═════ EXTRACT TO READ ═════

Vets have called for an end to the shooting of free-running badgers in Defra’s two pilot culls in the west of England.
The British Veterinary Association (BVA) said it could no longer support so called controlled shooting, where marksman use high-powered rifles to cull free-running badgers.
Instead it has called for the four-year culls in west Somerset and west Gloucestershire to be completed using only the “tried and tested” method of cage trapping first and then shooting.
A BVA statement said council members had come to the conclusion “in light of the results from two years of culling in the two pilot areas”.
The statement said: “Following a full discussion at BVA council, members concluded that the results from the first two years of culling have not demonstrated conclusively that controlled shooting can be carried out effectively and humanely.
“BVA remains supportive of the use of badger culling as a necessary part of the comprehensive strategy for control and eradication of bovine TB.”
It added that the organisation wanted the government to revert to the method of cage trapping and shooting only, which it said could “deliver a safe, humane and effective cull, as demonstrated in the earlier Randomised Badger Culling Trial [RBCT]”.
The RBCT established that culling badgers can deliver a net benefit in terms of a reduction in the incidence of bovine TB in cattle.
Vets are now calling for badger culling to be rolled out using cage trapping and shooting only to other areas where badgers contribute to the high incidence of TB in cattle.
The BVA reported that there was widespread agreement among council that the disproportionate focus on badger culling in the public debate about bovine TB fails to acknowledge that no single measure can effectively tackle the disease.
“There must be a comprehensive eradication strategy using all available measures,” it said.
BVA president John Blackwell added: “BVA’s support for badger culling as part of the bovine TB eradication strategy has always been based on it being delivered humanely, effectively and safely.
“We supported the pilots to test the use of controlled shooting but data from the first two years of culling has not demonstrated conclusively that controlled shooting can be carried out effectively and humanely based on the criteria that were set.”

═════ DATASET ENTRIES ═════

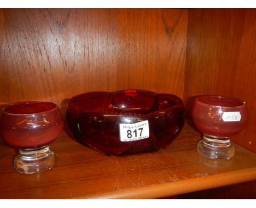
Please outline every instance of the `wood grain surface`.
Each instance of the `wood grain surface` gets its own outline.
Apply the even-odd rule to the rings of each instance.
[[[183,97],[187,10],[0,14],[1,102],[61,105],[84,92],[134,88]]]
[[[79,93],[138,88],[176,94],[189,115],[196,95],[233,96],[250,119],[232,139],[256,152],[255,11],[0,9],[0,107],[43,100],[63,112]],[[208,160],[199,139],[187,126],[166,150],[114,157],[63,132],[51,145],[56,167],[32,175],[14,171],[1,140],[0,198],[165,197],[255,179],[255,154],[237,145],[234,160]],[[255,182],[245,184],[256,197]]]
[[[63,132],[50,145],[56,166],[32,175],[15,172],[15,152],[1,142],[0,198],[154,198],[256,179],[255,154],[236,145],[231,160],[207,159],[196,150],[200,138],[186,124],[165,149],[114,157],[85,148]]]
[[[219,95],[247,102],[246,128],[232,139],[256,152],[256,10],[189,11],[184,100]]]

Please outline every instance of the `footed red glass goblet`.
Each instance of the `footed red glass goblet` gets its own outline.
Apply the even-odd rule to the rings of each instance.
[[[193,122],[203,137],[197,151],[210,158],[230,159],[235,154],[230,137],[246,126],[248,115],[246,103],[235,98],[201,96],[192,110]]]
[[[53,103],[30,101],[5,107],[0,120],[0,132],[6,143],[19,148],[14,160],[14,169],[32,174],[51,168],[56,159],[48,145],[63,127],[61,113]]]

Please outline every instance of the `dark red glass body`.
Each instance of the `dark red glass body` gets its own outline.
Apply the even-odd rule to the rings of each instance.
[[[227,112],[240,113],[241,120],[225,121],[223,115]],[[194,104],[192,117],[199,131],[219,139],[236,134],[245,128],[248,120],[245,102],[234,98],[218,96],[197,97]]]
[[[4,140],[19,148],[48,145],[56,139],[63,127],[59,107],[48,102],[27,102],[7,107],[0,120]]]
[[[78,95],[68,102],[67,124],[74,137],[106,155],[152,152],[166,148],[183,125],[184,106],[177,96],[130,90]],[[120,124],[148,120],[149,137],[120,140]]]

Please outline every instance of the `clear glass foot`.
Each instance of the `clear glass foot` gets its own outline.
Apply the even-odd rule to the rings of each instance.
[[[230,159],[235,155],[235,148],[228,137],[219,138],[204,134],[197,144],[197,151],[212,159]]]
[[[13,166],[16,171],[32,174],[45,171],[54,166],[56,157],[49,146],[37,149],[20,149],[14,158]]]

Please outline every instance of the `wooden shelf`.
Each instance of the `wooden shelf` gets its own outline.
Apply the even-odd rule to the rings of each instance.
[[[230,161],[200,155],[200,134],[185,124],[166,149],[124,157],[88,149],[64,132],[51,144],[57,162],[32,175],[12,167],[14,149],[0,145],[0,198],[157,198],[256,179],[256,154],[235,144]]]

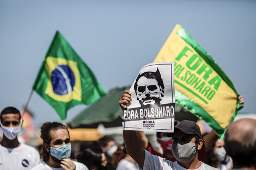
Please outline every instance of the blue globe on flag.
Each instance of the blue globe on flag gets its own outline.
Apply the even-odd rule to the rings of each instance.
[[[70,94],[75,86],[75,78],[68,65],[58,65],[51,75],[53,92],[58,95]]]

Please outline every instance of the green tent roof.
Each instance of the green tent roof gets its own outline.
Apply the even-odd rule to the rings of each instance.
[[[121,126],[120,117],[123,115],[123,110],[118,101],[124,91],[129,90],[130,86],[118,87],[109,91],[75,117],[69,123],[69,125],[71,128],[95,128],[95,124],[98,124],[100,122],[113,123],[115,121],[119,122]],[[94,124],[94,127],[89,125]]]

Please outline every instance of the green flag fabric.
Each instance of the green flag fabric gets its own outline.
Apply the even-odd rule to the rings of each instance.
[[[33,86],[64,120],[75,105],[89,105],[105,92],[95,76],[57,31]]]
[[[177,24],[154,62],[174,62],[175,103],[204,121],[223,138],[242,104],[224,71]]]

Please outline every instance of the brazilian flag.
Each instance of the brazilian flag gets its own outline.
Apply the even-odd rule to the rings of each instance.
[[[89,105],[105,95],[95,76],[57,31],[33,86],[60,118],[75,105]]]
[[[175,103],[204,121],[221,137],[242,104],[232,81],[177,24],[154,62],[174,62]]]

═════

INSTRUCTIONS FOR THE TASK:
Continue the news report on the veterinary position on badger culling, starting after its last sentence. The entries are separate material and have no connection to the text.

RESULT FOR THIS EXERCISE:
But Mr Blackwell said: “The BVA remains convinced that if we are to tackle this disease then we need to control the infection in the wildlife population, and badger culling must form part of the comprehensive strategy for tackling bovine TB.
“We are therefore calling for the culls in west Somerset and west Gloucestershire to be completed using the tried-and-tested method of cage trapping and shooting, and for culling to be rolled out to other carefully selected areas using this method.”
He warned that the continuing spread of bovine TB within cattle and wildlife had an unacceptable impact on animal health and welfare, and had the potential to pose a risk to public health.
“In the public debate on badger culling and bovine TB, we are in danger of losing sight of the many other important control measures being applied.
“It is essential that the next government commits to a comprehensive strategy that employs all available measures,” Mr Blackwell said.
A Defra spokesman said: “Bovine TB is costing the UK £100m/year and is a significant threat to our beef and dairy industries.
“The government published its bovine TB strategy in April last year which includes cattle movement controls, vaccination in edge areas and culling where the disease is rife.
“The BVA continues to support this strategy and the role that culling has to play. This approach has worked overseas in Australia, Ireland and New Zealand.”